─── Information given
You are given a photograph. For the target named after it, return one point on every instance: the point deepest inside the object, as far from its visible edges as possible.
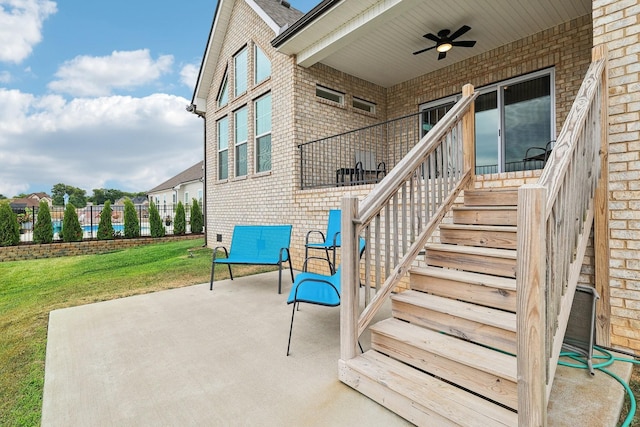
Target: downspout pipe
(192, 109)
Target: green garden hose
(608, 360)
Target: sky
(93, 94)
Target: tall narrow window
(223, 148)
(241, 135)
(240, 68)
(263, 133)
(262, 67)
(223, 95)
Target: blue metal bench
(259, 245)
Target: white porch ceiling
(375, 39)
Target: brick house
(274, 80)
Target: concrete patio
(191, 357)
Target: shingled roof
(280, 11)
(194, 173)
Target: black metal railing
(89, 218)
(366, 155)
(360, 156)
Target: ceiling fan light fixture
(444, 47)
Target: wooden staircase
──────
Exercise: All lines from the one with "Target: shingled roof" through the end of the records need to be copied exactly, and no other lines.

Output for this task:
Target: shingled roof
(280, 11)
(194, 173)
Target: black metal railing
(89, 218)
(366, 155)
(360, 156)
Target: ceiling fan light fixture
(444, 47)
Target: wooden staircase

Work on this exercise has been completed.